REQUIRED ACTION -> Look for the word "below" in the entries and copy every line where it shows up.

THE DATA ->
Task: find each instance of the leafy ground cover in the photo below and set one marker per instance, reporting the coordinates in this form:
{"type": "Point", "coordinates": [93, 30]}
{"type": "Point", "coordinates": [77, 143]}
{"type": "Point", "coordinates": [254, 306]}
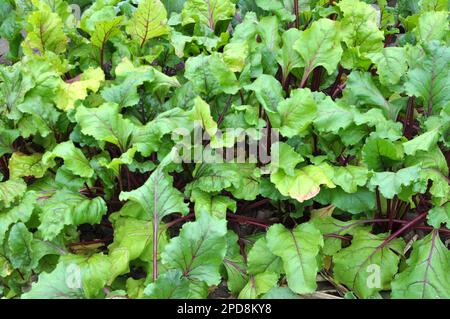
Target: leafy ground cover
{"type": "Point", "coordinates": [95, 202]}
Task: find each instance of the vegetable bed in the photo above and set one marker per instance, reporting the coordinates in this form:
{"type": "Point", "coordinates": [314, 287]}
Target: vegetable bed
{"type": "Point", "coordinates": [224, 149]}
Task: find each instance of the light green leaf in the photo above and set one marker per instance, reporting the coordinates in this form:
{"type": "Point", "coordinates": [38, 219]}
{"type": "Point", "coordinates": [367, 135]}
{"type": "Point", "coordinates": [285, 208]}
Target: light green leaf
{"type": "Point", "coordinates": [199, 249]}
{"type": "Point", "coordinates": [91, 271]}
{"type": "Point", "coordinates": [305, 183]}
{"type": "Point", "coordinates": [268, 91]}
{"type": "Point", "coordinates": [45, 33]}
{"type": "Point", "coordinates": [207, 12]}
{"type": "Point", "coordinates": [258, 285]}
{"type": "Point", "coordinates": [331, 117]}
{"type": "Point", "coordinates": [157, 196]}
{"type": "Point", "coordinates": [284, 157]}
{"type": "Point", "coordinates": [426, 274]}
{"type": "Point", "coordinates": [74, 159]}
{"type": "Point", "coordinates": [323, 46]}
{"type": "Point", "coordinates": [261, 259]}
{"type": "Point", "coordinates": [429, 80]}
{"type": "Point", "coordinates": [7, 137]}
{"type": "Point", "coordinates": [298, 250]}
{"type": "Point", "coordinates": [210, 75]}
{"type": "Point", "coordinates": [439, 215]}
{"type": "Point", "coordinates": [68, 208]}
{"type": "Point", "coordinates": [287, 56]}
{"type": "Point", "coordinates": [391, 64]}
{"type": "Point", "coordinates": [296, 113]}
{"type": "Point", "coordinates": [364, 267]}
{"type": "Point", "coordinates": [216, 206]}
{"type": "Point", "coordinates": [390, 183]}
{"type": "Point", "coordinates": [26, 165]}
{"type": "Point", "coordinates": [432, 25]}
{"type": "Point", "coordinates": [69, 93]}
{"type": "Point", "coordinates": [132, 240]}
{"type": "Point", "coordinates": [55, 285]}
{"type": "Point", "coordinates": [104, 30]}
{"type": "Point", "coordinates": [359, 31]}
{"type": "Point", "coordinates": [21, 212]}
{"type": "Point", "coordinates": [350, 177]}
{"type": "Point", "coordinates": [202, 113]}
{"type": "Point", "coordinates": [170, 285]}
{"type": "Point", "coordinates": [423, 142]}
{"type": "Point", "coordinates": [148, 21]}
{"type": "Point", "coordinates": [379, 154]}
{"type": "Point", "coordinates": [215, 177]}
{"type": "Point", "coordinates": [11, 190]}
{"type": "Point", "coordinates": [105, 123]}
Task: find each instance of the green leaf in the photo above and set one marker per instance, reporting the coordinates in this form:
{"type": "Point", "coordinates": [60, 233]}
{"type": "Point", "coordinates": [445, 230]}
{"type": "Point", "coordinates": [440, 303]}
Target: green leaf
{"type": "Point", "coordinates": [432, 25]}
{"type": "Point", "coordinates": [350, 177]}
{"type": "Point", "coordinates": [305, 183]}
{"type": "Point", "coordinates": [216, 206]}
{"type": "Point", "coordinates": [296, 113]}
{"type": "Point", "coordinates": [10, 191]}
{"type": "Point", "coordinates": [69, 93]}
{"type": "Point", "coordinates": [202, 113]}
{"type": "Point", "coordinates": [13, 87]}
{"type": "Point", "coordinates": [390, 183]}
{"type": "Point", "coordinates": [56, 285]}
{"type": "Point", "coordinates": [391, 64]}
{"type": "Point", "coordinates": [91, 271]}
{"type": "Point", "coordinates": [170, 285]}
{"type": "Point", "coordinates": [268, 31]}
{"type": "Point", "coordinates": [268, 91]}
{"type": "Point", "coordinates": [125, 93]}
{"type": "Point", "coordinates": [234, 55]}
{"type": "Point", "coordinates": [7, 137]}
{"type": "Point", "coordinates": [364, 267]}
{"type": "Point", "coordinates": [215, 177]}
{"type": "Point", "coordinates": [210, 75]}
{"type": "Point", "coordinates": [74, 159]}
{"type": "Point", "coordinates": [361, 201]}
{"type": "Point", "coordinates": [298, 250]}
{"type": "Point", "coordinates": [157, 196]}
{"type": "Point", "coordinates": [199, 249]}
{"type": "Point", "coordinates": [361, 88]}
{"type": "Point", "coordinates": [323, 47]}
{"type": "Point", "coordinates": [423, 142]}
{"type": "Point", "coordinates": [261, 259]}
{"type": "Point", "coordinates": [235, 265]}
{"type": "Point", "coordinates": [24, 252]}
{"type": "Point", "coordinates": [439, 215]}
{"type": "Point", "coordinates": [259, 285]}
{"type": "Point", "coordinates": [45, 33]}
{"type": "Point", "coordinates": [379, 154]}
{"type": "Point", "coordinates": [288, 57]}
{"type": "Point", "coordinates": [359, 31]}
{"type": "Point", "coordinates": [68, 208]}
{"type": "Point", "coordinates": [132, 240]}
{"type": "Point", "coordinates": [19, 213]}
{"type": "Point", "coordinates": [104, 30]}
{"type": "Point", "coordinates": [105, 123]}
{"type": "Point", "coordinates": [26, 165]}
{"type": "Point", "coordinates": [148, 21]}
{"type": "Point", "coordinates": [426, 273]}
{"type": "Point", "coordinates": [284, 157]}
{"type": "Point", "coordinates": [429, 80]}
{"type": "Point", "coordinates": [207, 12]}
{"type": "Point", "coordinates": [331, 117]}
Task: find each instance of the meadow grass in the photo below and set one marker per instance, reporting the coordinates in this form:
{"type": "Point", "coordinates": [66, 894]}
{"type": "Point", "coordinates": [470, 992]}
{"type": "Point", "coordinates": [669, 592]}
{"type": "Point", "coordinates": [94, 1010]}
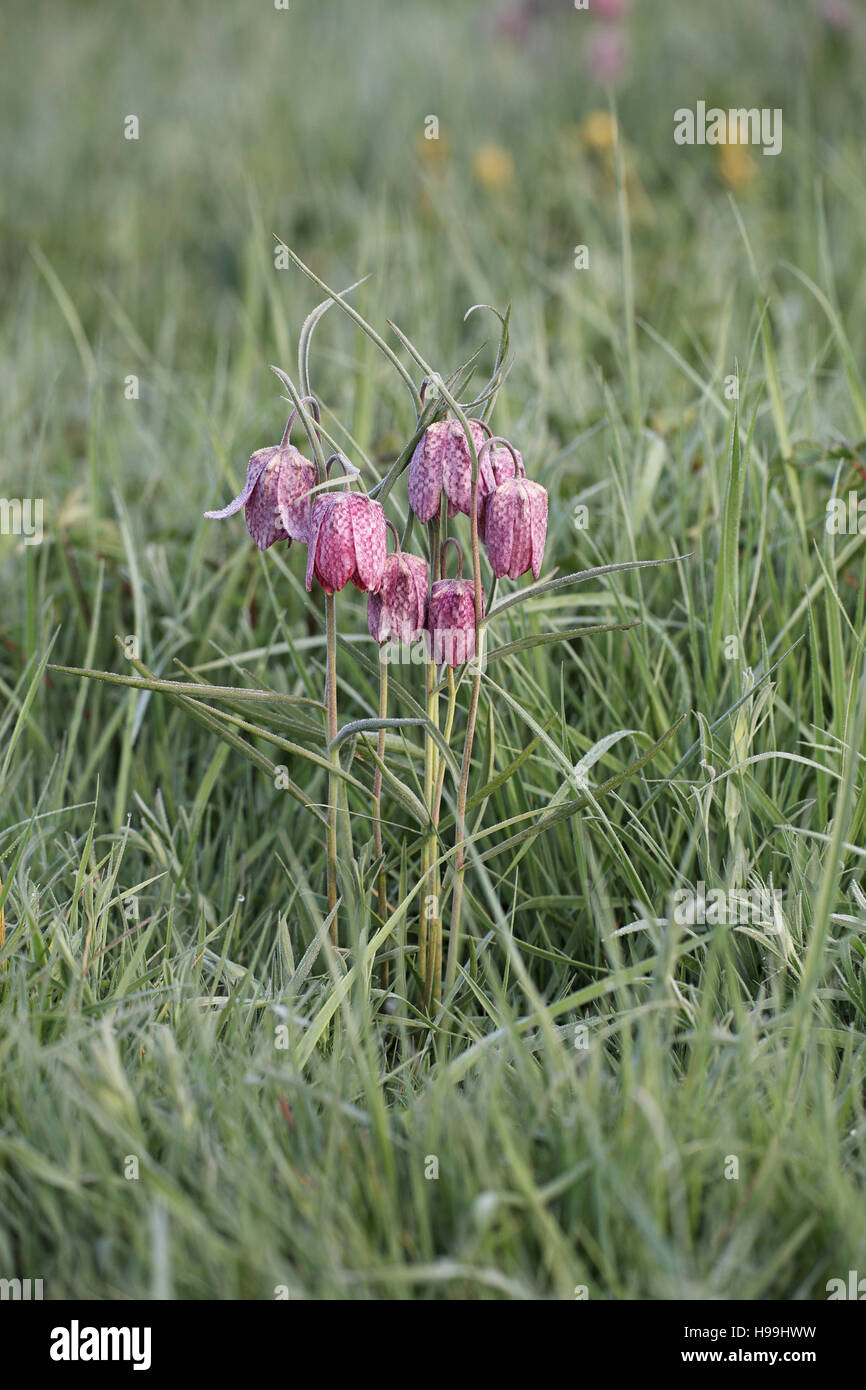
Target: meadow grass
{"type": "Point", "coordinates": [199, 1096]}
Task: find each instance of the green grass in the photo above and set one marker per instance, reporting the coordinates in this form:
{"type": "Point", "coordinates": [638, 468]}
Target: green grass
{"type": "Point", "coordinates": [167, 990]}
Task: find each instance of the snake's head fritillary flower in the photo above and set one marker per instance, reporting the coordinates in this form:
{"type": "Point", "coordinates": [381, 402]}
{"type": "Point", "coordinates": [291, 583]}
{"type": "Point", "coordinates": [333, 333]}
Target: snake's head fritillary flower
{"type": "Point", "coordinates": [399, 609]}
{"type": "Point", "coordinates": [516, 527]}
{"type": "Point", "coordinates": [505, 463]}
{"type": "Point", "coordinates": [451, 622]}
{"type": "Point", "coordinates": [275, 496]}
{"type": "Point", "coordinates": [442, 463]}
{"type": "Point", "coordinates": [348, 542]}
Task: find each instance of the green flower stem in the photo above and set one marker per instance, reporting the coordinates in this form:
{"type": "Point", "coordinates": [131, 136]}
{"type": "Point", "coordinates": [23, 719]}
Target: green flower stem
{"type": "Point", "coordinates": [453, 940]}
{"type": "Point", "coordinates": [431, 919]}
{"type": "Point", "coordinates": [377, 802]}
{"type": "Point", "coordinates": [332, 779]}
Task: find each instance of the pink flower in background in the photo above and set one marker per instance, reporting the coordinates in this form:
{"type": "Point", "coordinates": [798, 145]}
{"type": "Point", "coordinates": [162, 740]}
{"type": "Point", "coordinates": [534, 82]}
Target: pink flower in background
{"type": "Point", "coordinates": [275, 496]}
{"type": "Point", "coordinates": [399, 609]}
{"type": "Point", "coordinates": [516, 528]}
{"type": "Point", "coordinates": [348, 541]}
{"type": "Point", "coordinates": [606, 54]}
{"type": "Point", "coordinates": [451, 622]}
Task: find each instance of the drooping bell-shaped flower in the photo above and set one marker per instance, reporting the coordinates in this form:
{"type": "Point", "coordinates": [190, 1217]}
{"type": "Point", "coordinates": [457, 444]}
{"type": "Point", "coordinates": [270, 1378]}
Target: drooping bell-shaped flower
{"type": "Point", "coordinates": [442, 463]}
{"type": "Point", "coordinates": [451, 622]}
{"type": "Point", "coordinates": [348, 541]}
{"type": "Point", "coordinates": [399, 609]}
{"type": "Point", "coordinates": [516, 527]}
{"type": "Point", "coordinates": [275, 496]}
{"type": "Point", "coordinates": [505, 463]}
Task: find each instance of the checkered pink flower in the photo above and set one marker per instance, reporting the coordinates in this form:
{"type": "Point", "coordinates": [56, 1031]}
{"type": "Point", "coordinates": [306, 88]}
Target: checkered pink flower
{"type": "Point", "coordinates": [451, 622]}
{"type": "Point", "coordinates": [399, 609]}
{"type": "Point", "coordinates": [516, 527]}
{"type": "Point", "coordinates": [505, 463]}
{"type": "Point", "coordinates": [442, 463]}
{"type": "Point", "coordinates": [348, 541]}
{"type": "Point", "coordinates": [275, 496]}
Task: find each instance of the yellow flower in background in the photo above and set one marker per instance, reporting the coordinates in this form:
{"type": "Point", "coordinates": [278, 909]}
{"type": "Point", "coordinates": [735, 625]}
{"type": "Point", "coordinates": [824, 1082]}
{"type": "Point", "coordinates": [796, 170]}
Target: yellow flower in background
{"type": "Point", "coordinates": [598, 131]}
{"type": "Point", "coordinates": [736, 167]}
{"type": "Point", "coordinates": [492, 166]}
{"type": "Point", "coordinates": [433, 150]}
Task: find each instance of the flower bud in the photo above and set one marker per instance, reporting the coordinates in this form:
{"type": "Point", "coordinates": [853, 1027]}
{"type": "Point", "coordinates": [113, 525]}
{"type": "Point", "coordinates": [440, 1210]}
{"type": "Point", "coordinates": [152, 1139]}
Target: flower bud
{"type": "Point", "coordinates": [451, 622]}
{"type": "Point", "coordinates": [442, 462]}
{"type": "Point", "coordinates": [516, 527]}
{"type": "Point", "coordinates": [348, 541]}
{"type": "Point", "coordinates": [399, 609]}
{"type": "Point", "coordinates": [275, 496]}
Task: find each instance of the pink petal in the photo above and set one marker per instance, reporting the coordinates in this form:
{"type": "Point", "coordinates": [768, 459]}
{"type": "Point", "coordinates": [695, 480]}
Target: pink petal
{"type": "Point", "coordinates": [335, 560]}
{"type": "Point", "coordinates": [424, 481]}
{"type": "Point", "coordinates": [458, 464]}
{"type": "Point", "coordinates": [263, 517]}
{"type": "Point", "coordinates": [320, 509]}
{"type": "Point", "coordinates": [253, 471]}
{"type": "Point", "coordinates": [538, 527]}
{"type": "Point", "coordinates": [296, 477]}
{"type": "Point", "coordinates": [520, 503]}
{"type": "Point", "coordinates": [499, 531]}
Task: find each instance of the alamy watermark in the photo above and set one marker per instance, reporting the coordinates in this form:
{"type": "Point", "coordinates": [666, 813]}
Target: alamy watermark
{"type": "Point", "coordinates": [22, 516]}
{"type": "Point", "coordinates": [738, 125]}
{"type": "Point", "coordinates": [726, 906]}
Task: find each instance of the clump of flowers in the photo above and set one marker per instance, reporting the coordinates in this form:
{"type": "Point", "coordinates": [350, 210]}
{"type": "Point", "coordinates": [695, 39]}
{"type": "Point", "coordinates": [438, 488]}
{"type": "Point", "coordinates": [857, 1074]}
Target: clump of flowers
{"type": "Point", "coordinates": [470, 491]}
{"type": "Point", "coordinates": [456, 470]}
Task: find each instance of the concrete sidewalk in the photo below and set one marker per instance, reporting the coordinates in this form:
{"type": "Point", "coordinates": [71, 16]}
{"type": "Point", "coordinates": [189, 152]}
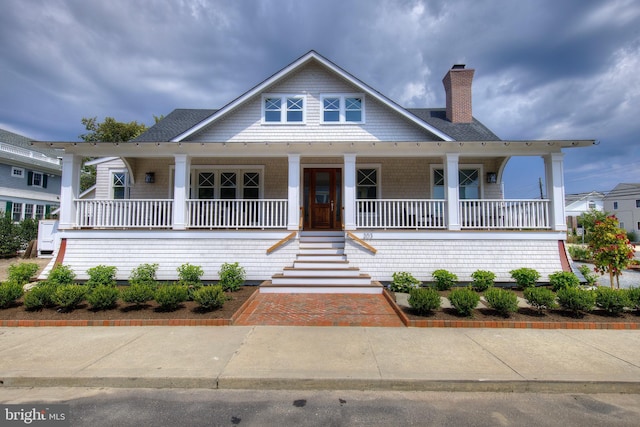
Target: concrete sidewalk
{"type": "Point", "coordinates": [275, 357]}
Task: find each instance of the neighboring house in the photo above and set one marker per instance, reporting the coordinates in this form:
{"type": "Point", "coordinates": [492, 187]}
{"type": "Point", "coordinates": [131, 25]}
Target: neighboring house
{"type": "Point", "coordinates": [577, 204]}
{"type": "Point", "coordinates": [30, 178]}
{"type": "Point", "coordinates": [624, 202]}
{"type": "Point", "coordinates": [313, 178]}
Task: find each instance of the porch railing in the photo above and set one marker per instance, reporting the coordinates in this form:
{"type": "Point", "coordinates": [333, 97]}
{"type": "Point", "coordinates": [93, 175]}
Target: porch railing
{"type": "Point", "coordinates": [261, 213]}
{"type": "Point", "coordinates": [149, 213]}
{"type": "Point", "coordinates": [504, 214]}
{"type": "Point", "coordinates": [397, 213]}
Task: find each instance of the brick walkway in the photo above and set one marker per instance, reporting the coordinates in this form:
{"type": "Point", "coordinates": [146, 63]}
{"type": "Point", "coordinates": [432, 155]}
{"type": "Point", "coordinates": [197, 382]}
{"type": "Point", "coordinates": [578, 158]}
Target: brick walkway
{"type": "Point", "coordinates": [319, 310]}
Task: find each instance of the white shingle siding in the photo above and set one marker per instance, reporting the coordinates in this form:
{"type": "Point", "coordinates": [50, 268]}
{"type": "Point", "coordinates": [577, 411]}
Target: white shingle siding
{"type": "Point", "coordinates": [382, 124]}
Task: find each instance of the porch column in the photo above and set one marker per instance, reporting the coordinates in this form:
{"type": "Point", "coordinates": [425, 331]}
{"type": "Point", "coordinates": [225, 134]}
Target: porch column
{"type": "Point", "coordinates": [349, 191]}
{"type": "Point", "coordinates": [452, 194]}
{"type": "Point", "coordinates": [293, 198]}
{"type": "Point", "coordinates": [181, 191]}
{"type": "Point", "coordinates": [69, 190]}
{"type": "Point", "coordinates": [553, 166]}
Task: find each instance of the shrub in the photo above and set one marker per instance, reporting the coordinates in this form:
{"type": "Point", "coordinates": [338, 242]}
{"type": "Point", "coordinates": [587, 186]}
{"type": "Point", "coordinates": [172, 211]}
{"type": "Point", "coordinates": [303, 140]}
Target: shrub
{"type": "Point", "coordinates": [144, 274]}
{"type": "Point", "coordinates": [482, 280]}
{"type": "Point", "coordinates": [502, 300]}
{"type": "Point", "coordinates": [102, 275]}
{"type": "Point", "coordinates": [424, 300]}
{"type": "Point", "coordinates": [69, 296]}
{"type": "Point", "coordinates": [540, 298]}
{"type": "Point", "coordinates": [231, 276]}
{"type": "Point", "coordinates": [525, 277]}
{"type": "Point", "coordinates": [563, 279]}
{"type": "Point", "coordinates": [210, 297]}
{"type": "Point", "coordinates": [137, 293]}
{"type": "Point", "coordinates": [103, 297]}
{"type": "Point", "coordinates": [577, 300]}
{"type": "Point", "coordinates": [403, 282]}
{"type": "Point", "coordinates": [61, 275]}
{"type": "Point", "coordinates": [9, 293]}
{"type": "Point", "coordinates": [464, 300]}
{"type": "Point", "coordinates": [613, 301]}
{"type": "Point", "coordinates": [22, 272]}
{"type": "Point", "coordinates": [444, 279]}
{"type": "Point", "coordinates": [169, 297]}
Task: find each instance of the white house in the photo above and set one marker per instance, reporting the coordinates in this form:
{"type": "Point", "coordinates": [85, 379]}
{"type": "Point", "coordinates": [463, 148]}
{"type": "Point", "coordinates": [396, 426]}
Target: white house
{"type": "Point", "coordinates": [316, 182]}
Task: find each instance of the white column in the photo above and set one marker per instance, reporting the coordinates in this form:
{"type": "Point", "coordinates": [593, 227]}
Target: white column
{"type": "Point", "coordinates": [553, 166]}
{"type": "Point", "coordinates": [349, 191]}
{"type": "Point", "coordinates": [181, 191]}
{"type": "Point", "coordinates": [70, 189]}
{"type": "Point", "coordinates": [293, 196]}
{"type": "Point", "coordinates": [451, 182]}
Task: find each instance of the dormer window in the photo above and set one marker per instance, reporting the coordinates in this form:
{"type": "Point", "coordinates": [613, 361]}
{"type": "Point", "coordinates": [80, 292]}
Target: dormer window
{"type": "Point", "coordinates": [278, 108]}
{"type": "Point", "coordinates": [337, 108]}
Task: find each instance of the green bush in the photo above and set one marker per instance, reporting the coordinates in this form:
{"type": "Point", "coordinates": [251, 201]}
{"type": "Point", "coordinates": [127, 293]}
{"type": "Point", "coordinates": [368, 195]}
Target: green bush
{"type": "Point", "coordinates": [613, 301]}
{"type": "Point", "coordinates": [169, 297]}
{"type": "Point", "coordinates": [563, 279]}
{"type": "Point", "coordinates": [210, 297]}
{"type": "Point", "coordinates": [464, 300]}
{"type": "Point", "coordinates": [138, 293]}
{"type": "Point", "coordinates": [502, 300]}
{"type": "Point", "coordinates": [525, 277]}
{"type": "Point", "coordinates": [482, 280]}
{"type": "Point", "coordinates": [103, 297]}
{"type": "Point", "coordinates": [22, 272]}
{"type": "Point", "coordinates": [576, 300]}
{"type": "Point", "coordinates": [9, 292]}
{"type": "Point", "coordinates": [403, 282]}
{"type": "Point", "coordinates": [540, 298]}
{"type": "Point", "coordinates": [102, 275]}
{"type": "Point", "coordinates": [69, 296]}
{"type": "Point", "coordinates": [61, 275]}
{"type": "Point", "coordinates": [144, 274]}
{"type": "Point", "coordinates": [444, 280]}
{"type": "Point", "coordinates": [231, 276]}
{"type": "Point", "coordinates": [424, 300]}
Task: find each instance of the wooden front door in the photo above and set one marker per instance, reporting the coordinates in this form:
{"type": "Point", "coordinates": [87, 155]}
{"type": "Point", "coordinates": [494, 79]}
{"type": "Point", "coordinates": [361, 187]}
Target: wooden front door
{"type": "Point", "coordinates": [323, 199]}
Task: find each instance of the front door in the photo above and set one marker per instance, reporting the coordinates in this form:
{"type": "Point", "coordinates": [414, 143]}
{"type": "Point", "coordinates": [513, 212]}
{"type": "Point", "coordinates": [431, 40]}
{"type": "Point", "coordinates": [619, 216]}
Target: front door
{"type": "Point", "coordinates": [323, 199]}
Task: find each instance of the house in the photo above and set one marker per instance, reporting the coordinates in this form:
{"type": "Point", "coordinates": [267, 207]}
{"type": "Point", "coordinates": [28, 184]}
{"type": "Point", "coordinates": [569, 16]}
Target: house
{"type": "Point", "coordinates": [577, 204]}
{"type": "Point", "coordinates": [624, 202]}
{"type": "Point", "coordinates": [319, 183]}
{"type": "Point", "coordinates": [30, 178]}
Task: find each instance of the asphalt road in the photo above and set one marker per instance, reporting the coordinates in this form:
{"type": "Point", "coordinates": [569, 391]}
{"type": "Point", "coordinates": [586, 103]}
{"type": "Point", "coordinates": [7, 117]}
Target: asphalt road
{"type": "Point", "coordinates": [197, 407]}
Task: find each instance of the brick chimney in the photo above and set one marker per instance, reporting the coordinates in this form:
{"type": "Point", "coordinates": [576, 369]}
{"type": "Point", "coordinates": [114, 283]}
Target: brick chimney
{"type": "Point", "coordinates": [457, 87]}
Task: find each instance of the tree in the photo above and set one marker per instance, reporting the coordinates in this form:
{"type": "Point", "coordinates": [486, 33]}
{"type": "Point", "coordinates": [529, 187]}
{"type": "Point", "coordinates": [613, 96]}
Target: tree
{"type": "Point", "coordinates": [110, 130]}
{"type": "Point", "coordinates": [612, 251]}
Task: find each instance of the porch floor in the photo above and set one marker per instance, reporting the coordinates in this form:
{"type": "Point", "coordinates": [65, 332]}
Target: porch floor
{"type": "Point", "coordinates": [319, 310]}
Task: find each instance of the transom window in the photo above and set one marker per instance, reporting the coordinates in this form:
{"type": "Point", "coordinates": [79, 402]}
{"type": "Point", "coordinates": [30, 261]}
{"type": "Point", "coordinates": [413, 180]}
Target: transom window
{"type": "Point", "coordinates": [283, 109]}
{"type": "Point", "coordinates": [342, 108]}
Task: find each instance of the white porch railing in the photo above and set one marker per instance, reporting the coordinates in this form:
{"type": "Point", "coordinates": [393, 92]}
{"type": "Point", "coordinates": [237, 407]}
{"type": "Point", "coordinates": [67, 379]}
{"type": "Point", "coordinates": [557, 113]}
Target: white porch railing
{"type": "Point", "coordinates": [150, 213]}
{"type": "Point", "coordinates": [504, 214]}
{"type": "Point", "coordinates": [261, 213]}
{"type": "Point", "coordinates": [396, 213]}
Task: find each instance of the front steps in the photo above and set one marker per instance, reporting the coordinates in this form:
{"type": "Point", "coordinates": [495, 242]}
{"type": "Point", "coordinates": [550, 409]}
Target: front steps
{"type": "Point", "coordinates": [321, 266]}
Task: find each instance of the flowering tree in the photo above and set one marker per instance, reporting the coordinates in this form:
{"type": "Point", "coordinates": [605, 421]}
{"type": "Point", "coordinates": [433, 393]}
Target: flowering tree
{"type": "Point", "coordinates": [612, 251]}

PROBLEM SOLUTION ->
Task: find each instance of the leafy ground cover in the photo below and set one marker per instance, reporting the coordinates in this form:
Task: find each instance of the meadow grass in the photo below and set one marker per instance, reporting the coordinates in this form:
Task: find each instance of the concrete sidewalk in the photo below and set one marker per instance, reporting the coordinates in this form:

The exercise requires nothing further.